* Do this *
Print out every record exactly as it appears.
════
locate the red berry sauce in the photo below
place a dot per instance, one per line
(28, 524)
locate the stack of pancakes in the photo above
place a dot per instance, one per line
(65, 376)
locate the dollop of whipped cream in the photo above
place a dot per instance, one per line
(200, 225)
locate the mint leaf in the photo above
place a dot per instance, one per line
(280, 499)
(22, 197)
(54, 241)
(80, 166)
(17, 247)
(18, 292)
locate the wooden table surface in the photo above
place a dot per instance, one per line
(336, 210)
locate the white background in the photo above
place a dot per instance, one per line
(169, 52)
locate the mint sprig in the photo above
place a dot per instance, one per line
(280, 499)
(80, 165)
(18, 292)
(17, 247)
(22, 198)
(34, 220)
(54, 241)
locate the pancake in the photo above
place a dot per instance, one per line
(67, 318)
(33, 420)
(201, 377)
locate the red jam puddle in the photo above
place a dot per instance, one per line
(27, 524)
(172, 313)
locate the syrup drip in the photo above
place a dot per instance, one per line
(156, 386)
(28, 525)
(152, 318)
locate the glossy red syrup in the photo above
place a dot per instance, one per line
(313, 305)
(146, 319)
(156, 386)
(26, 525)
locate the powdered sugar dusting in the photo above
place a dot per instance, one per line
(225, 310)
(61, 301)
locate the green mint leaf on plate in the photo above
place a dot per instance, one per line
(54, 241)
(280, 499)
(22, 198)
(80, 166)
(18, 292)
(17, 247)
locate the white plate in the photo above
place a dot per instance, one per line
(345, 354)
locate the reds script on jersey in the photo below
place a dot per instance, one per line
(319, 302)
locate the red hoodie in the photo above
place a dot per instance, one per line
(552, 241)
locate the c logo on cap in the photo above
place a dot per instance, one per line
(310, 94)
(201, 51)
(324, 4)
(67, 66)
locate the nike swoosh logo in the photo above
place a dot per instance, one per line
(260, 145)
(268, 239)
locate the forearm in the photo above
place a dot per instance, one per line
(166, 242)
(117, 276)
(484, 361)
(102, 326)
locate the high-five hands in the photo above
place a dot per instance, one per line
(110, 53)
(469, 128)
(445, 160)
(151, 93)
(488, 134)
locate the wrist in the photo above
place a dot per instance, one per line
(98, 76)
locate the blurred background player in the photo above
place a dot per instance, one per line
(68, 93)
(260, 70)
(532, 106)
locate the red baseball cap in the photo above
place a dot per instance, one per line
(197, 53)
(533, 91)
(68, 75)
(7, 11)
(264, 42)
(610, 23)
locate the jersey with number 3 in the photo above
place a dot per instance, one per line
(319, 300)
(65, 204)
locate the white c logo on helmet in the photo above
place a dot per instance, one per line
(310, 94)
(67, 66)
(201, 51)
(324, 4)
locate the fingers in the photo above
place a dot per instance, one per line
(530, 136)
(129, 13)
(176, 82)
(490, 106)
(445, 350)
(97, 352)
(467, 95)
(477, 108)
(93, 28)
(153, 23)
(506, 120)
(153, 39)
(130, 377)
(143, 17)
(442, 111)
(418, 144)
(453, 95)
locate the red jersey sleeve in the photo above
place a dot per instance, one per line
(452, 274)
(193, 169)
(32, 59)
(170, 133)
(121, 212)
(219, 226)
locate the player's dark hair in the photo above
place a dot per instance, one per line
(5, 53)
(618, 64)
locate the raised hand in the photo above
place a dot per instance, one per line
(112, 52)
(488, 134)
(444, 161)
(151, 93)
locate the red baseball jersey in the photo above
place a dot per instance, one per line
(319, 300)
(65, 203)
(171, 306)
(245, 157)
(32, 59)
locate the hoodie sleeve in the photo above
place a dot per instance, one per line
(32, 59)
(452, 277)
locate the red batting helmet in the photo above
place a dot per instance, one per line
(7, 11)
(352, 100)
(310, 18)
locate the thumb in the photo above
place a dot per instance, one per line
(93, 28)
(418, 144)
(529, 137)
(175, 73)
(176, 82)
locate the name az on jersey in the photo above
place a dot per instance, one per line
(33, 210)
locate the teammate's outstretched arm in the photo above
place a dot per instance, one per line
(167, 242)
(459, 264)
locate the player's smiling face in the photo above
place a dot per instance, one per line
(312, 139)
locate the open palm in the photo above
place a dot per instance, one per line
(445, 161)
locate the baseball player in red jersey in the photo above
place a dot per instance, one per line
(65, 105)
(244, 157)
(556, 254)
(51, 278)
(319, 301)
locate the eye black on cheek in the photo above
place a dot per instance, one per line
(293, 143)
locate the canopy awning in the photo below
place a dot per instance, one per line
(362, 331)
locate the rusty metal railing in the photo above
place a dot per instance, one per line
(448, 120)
════
* Solution to the exercise *
locate the red berry sauce in the photo below
place a dot per instance, one per line
(28, 524)
locate the stack of pancakes in the photo above
place a dot per instance, one per line
(65, 376)
locate the dollop of whipped cream in the photo above
place a dot per instance, one per line
(200, 225)
locate the mint leaf in the photo above
place a dot per instance, one per line
(280, 499)
(22, 197)
(54, 241)
(80, 166)
(17, 247)
(18, 292)
locate the wooden table surface in the photo above
place a dot per instance, one per line
(336, 210)
locate the white background in the photo above
place a dot per instance, one per line
(169, 52)
locate the mint sprig in the photo above
place a dot per instance, one per line
(280, 499)
(80, 165)
(18, 292)
(17, 247)
(22, 198)
(34, 220)
(54, 241)
locate the pancake in the photo above
place a dot per instance, one per line
(67, 318)
(33, 420)
(201, 377)
locate the red jam puddle in the photo above
place a dot per instance, one per line
(27, 524)
(172, 313)
locate the syrup drip in the photo above
place a dot per instance, one per line
(156, 386)
(28, 525)
(152, 318)
locate the glossy red syrup in the photo above
place a dot per instance, one per line
(313, 305)
(146, 319)
(156, 386)
(26, 525)
locate the powdered sugar dusting in the photo above
place a dot per instance, one per line
(225, 310)
(61, 301)
locate the green mint leaf on plate in the photo above
place a dot per instance, one per line
(54, 241)
(280, 499)
(22, 198)
(80, 166)
(18, 292)
(17, 247)
locate the white plate in the photo above
place a dot per instance, one per line
(345, 354)
locate the reds script on jersey in the photo below
place a dot per instance, one per line
(319, 302)
locate the red hoodie in the photo above
place a dot per instance, one per line
(552, 241)
locate the c logo on cap in the photo above
place a dot per instance, one per line
(310, 94)
(201, 51)
(324, 4)
(67, 66)
locate the nike swoosh logo in the photo above
place a dot per instance, one per line
(260, 145)
(268, 239)
locate the forearm in the photo above
place a dot per instance, one per line
(166, 242)
(117, 276)
(484, 361)
(102, 326)
locate the high-five hands in the photo above
place a dot per instance, one per line
(110, 53)
(469, 128)
(445, 160)
(151, 93)
(488, 134)
locate the wrist in the photo above
place a dot per instance, one per line
(98, 76)
locate the blurred background player in the photo above
place a dot per instance, one per line
(68, 93)
(260, 70)
(532, 106)
locate the red baseball cap in the photo above
place a dot per instance, one per line
(197, 53)
(533, 91)
(68, 75)
(7, 11)
(264, 42)
(610, 23)
locate the jersey with number 3 in the photo above
place a dot per instance, one per line
(319, 300)
(65, 204)
locate the white c logo on helmet in the photo above
place a dot per instance, one per line
(310, 94)
(67, 66)
(201, 51)
(324, 4)
locate the fingers in the photo above
place a dot per instance, one per line
(530, 136)
(129, 13)
(176, 82)
(490, 106)
(445, 350)
(97, 352)
(467, 95)
(477, 108)
(93, 28)
(153, 23)
(506, 120)
(153, 39)
(130, 377)
(143, 17)
(442, 111)
(418, 144)
(453, 95)
locate the red jersey sleeve in the photo above
place a dot per instance, one per line
(452, 274)
(193, 169)
(32, 59)
(170, 133)
(121, 212)
(219, 226)
locate the player's dark hair in the photo above
place a dot per instance, one per line
(5, 53)
(618, 64)
locate the raised hand in the photo above
place a dot per instance, one per line
(112, 52)
(488, 134)
(444, 161)
(151, 93)
locate the red baseball jersey in the photo above
place a dot per instance, one per line
(319, 300)
(65, 203)
(171, 306)
(245, 157)
(32, 59)
locate the hoodie sleeve in the photo above
place a dot per instance, one per line
(32, 59)
(452, 277)
locate the red batting helmet in the photo above
place a dot per instance, one per line
(7, 11)
(352, 100)
(310, 18)
locate the thumb in the photo above
place a dot per instance, one per line
(93, 28)
(418, 144)
(529, 137)
(175, 73)
(176, 82)
locate the name az on jersey in the photo above
place a dot per instance, one per line
(33, 210)
locate the teammate's outstretched arm in the photo above
place a dot per instance, one per line
(167, 242)
(459, 264)
locate the player's smiling face in the photo above
place a dot per instance, one per line
(312, 139)
locate the open palm in the photo above
place a dot per instance, one per line
(445, 161)
locate the baseball player in red jersey in the photo above
place a dot per instance, one per line
(65, 105)
(244, 157)
(556, 254)
(51, 278)
(319, 301)
locate the eye black on cheek in the photo above
place a dot per instance, one per line
(293, 143)
locate the canopy awning in the photo below
place a dot per instance, one per line
(362, 331)
locate the rusty metal railing in the photo above
place a dot per instance, one per line
(448, 120)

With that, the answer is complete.